[[ SELECTED PASSAGE open ]]

Representative prediction outcomes. The query plasmid is represented by the node with the red inner circle. For all other nodes, the color of the inner circle represents the PTU assigned in the reference database (i.e. using only RefSeq84 plasmids). The outer ring colors represent the PTU assigned by COPLA. Yellow represents the PTU assigned to the query, green corresponds to nodes belonging to a different PTU, and grey represents not assigned PTUs. Case 1: the query represents a singleton. Case 2: the query belongs to a cluster with one or two members. A PTU cannot be assigned. Case 3: the query belongs to a cluster with three members. COPLA predicts a “new putative PTU”. Case 4: the query links together isolated plasmids to organize a 4-member cluster. COPLA predicts a “new putative PTU”. Case 5: the query clusters with the members of a known PTU. COPLA predicts that query belongs to that PTU. Case 6: the query links peripherally to a cluster corresponding to a known PTU. However, either the number of connections is not enough to fulfill the intercluster density rule, or the size of the query is not compatible to that of the PTU (see “Building the PTU reference catalog” in Implementation). COPLA output indicates that no PTU can be assigned to the query. Case 7: the query links peripherally to a cluster corresponding to a known PTU. The query organizes a subcluster of four members that does not fulfill the rules to integrate in the PTU. COPLA output predicts a “new putative PTU”. Case 8: As in case 7, the query organizes a subcluster that does not fulfill the rules to integrate in the PTU. Furthermore, it drags one member of the PTU to the new cluster. COPLA output predicts a “new putative PTU”. Case 9: the query significantly alters the structure of a known PTU. COPLA output predicts a “new putative PTU”. It also warns that “query is related to PTU-… plasmids”. See additional details and explanations in the main text (Discussion)

The third outcome, that is, the assignation of the query to a PTU that was previously undefined, may occur in a number of ways, as shown in cases 3, 4, 7, 8 and 9 in Fig. 2. The query may be assigned to a cluster with at least 3 other members that did not have a PTU assignation in the reference network (cases 3 and 4). In these cases, the COPLA output indicates that a new potential PTU has been identified for the query. The query may also cluster with > 4 plasmids which showed links to existing PTUs, but there was no PTU assignment for all (case 7) or most of them (case 8). These cases, specially case 8, must be examined carefully. Often, this kind of result is produced by the clustering artifacts produced by large mobile genetic elements or when the query is in fact a cointegrate of two different plasmids. In these cases, it may help to examine the additional information of the COPLA output, such as the MOB, MPF and Rep types. If present, they should coincide with those of the proposed members of the new PTU.

The most complicated case is 9, in which the addition of a new query “breaks” an existing PTU, yielding a new statistically significant group. In our experience with the 1000 plasmids tested, this only happened in the case of PTU-FE, a PTU that includes Escherichia coli plasmid F. As reported in our previous analysis, PTU-FE is controversial [5]. It shows a borderline intercluster density, and various “nascent” subgroups may be identified within it [5]. Thus, any query plasmid that forms a new PTU with members of PTU-FE must be analyzed with caution. The most conservative assumption is to assume that the query belongs to the larger PTU (PTU-FE, most likely) but it would be advisable to conduct further genomic comparisons to determine if the partition identified by COPLA is significant, and a sub-group with a coherent genome can be identified. This latter situation may represent a group of plasmids in the process of speciation, where increasingly lower recombination causes the progressive separation of the different subspecies in the graph [5].

[[ SELECTED PASSAGE closed ]]
[[ DATASET CONTENT open ]]

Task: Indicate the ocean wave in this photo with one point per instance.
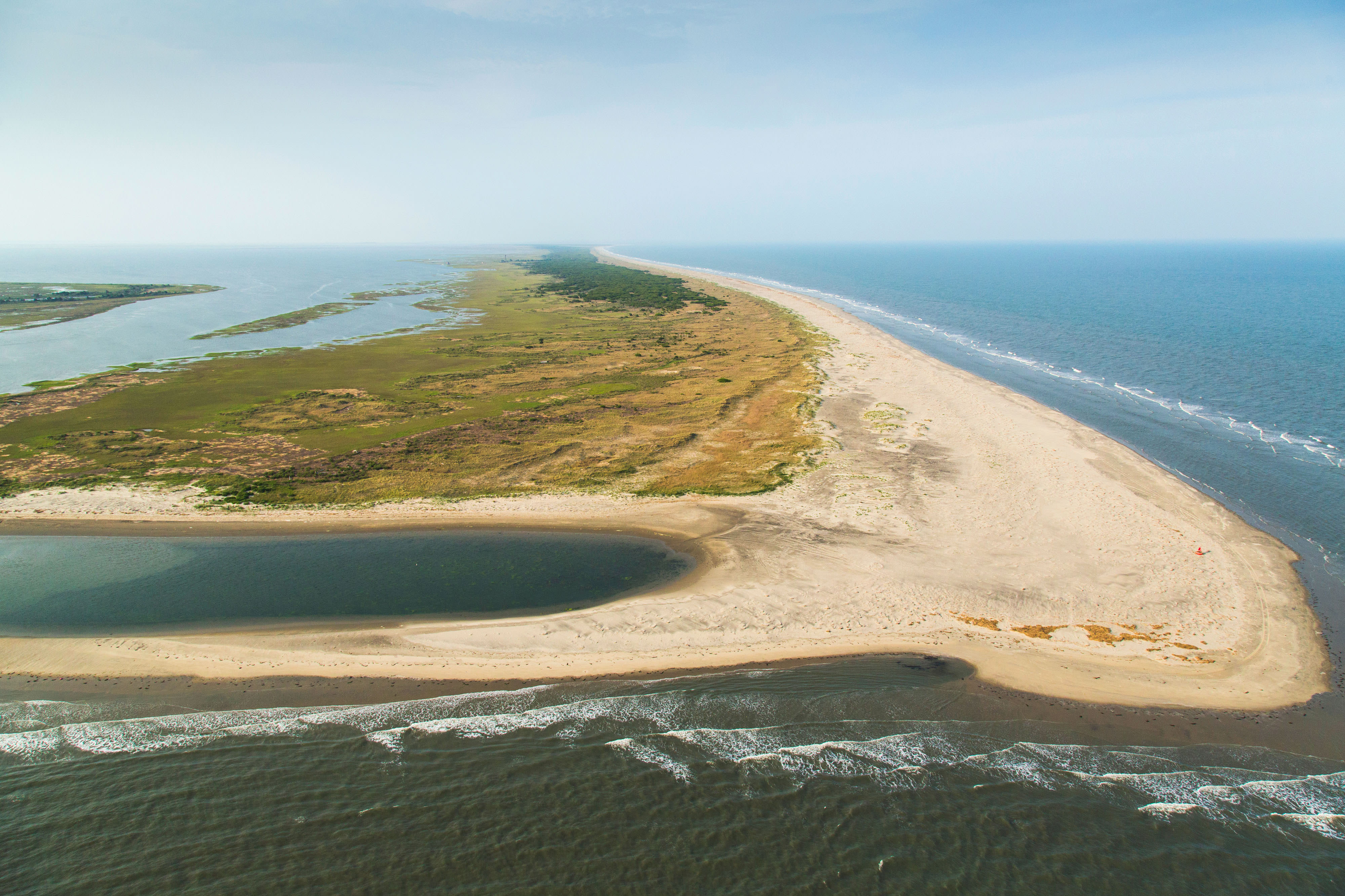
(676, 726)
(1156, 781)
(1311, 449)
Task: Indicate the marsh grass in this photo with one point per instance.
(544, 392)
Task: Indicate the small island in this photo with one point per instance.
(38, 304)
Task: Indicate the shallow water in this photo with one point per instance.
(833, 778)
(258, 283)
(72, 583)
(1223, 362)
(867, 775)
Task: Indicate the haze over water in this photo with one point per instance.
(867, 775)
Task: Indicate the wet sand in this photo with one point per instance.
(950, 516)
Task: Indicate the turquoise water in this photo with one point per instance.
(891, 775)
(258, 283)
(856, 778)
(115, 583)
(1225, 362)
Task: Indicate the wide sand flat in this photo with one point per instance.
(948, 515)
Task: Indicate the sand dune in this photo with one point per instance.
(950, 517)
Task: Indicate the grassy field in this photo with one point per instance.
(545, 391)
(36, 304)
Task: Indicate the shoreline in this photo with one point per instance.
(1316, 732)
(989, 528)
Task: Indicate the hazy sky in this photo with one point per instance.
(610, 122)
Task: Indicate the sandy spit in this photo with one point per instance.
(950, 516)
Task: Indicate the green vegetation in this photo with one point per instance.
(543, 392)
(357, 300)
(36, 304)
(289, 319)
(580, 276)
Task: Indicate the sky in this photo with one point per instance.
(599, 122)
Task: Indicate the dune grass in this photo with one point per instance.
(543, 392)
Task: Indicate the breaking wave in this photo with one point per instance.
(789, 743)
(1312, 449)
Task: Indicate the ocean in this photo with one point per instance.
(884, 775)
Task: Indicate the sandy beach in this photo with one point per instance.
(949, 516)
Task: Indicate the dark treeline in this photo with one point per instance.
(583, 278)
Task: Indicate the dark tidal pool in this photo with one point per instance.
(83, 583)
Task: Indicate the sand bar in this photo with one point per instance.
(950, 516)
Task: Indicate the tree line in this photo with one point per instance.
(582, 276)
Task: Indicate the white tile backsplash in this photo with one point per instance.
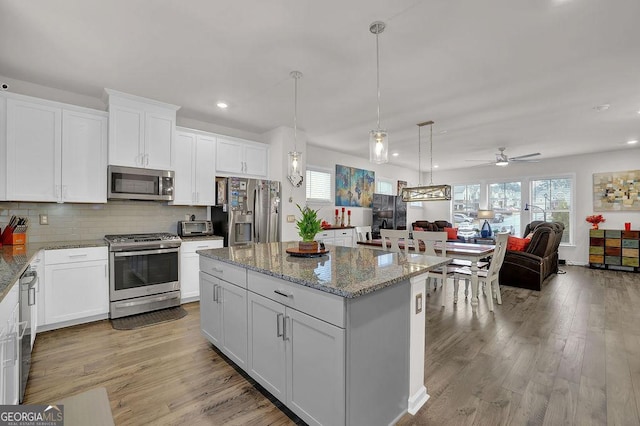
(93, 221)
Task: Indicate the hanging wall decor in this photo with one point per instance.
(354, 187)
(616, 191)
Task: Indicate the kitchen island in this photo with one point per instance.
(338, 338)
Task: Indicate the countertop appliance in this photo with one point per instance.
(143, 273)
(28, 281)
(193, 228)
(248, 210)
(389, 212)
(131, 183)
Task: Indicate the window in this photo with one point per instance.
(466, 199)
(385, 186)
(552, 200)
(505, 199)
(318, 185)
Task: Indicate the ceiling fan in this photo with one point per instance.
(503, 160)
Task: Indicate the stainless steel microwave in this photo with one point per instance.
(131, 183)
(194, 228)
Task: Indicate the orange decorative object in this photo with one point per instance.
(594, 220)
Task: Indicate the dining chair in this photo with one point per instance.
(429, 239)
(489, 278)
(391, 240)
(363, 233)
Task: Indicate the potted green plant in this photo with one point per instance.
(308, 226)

[[ DATASET CONTENT closed ]]

Using the passage on COPLA prediction outcomes, list every numbered case in which COPLA predicts a "new putative PTU".

Case 3, Case 4, Case 7, Case 8, Case 9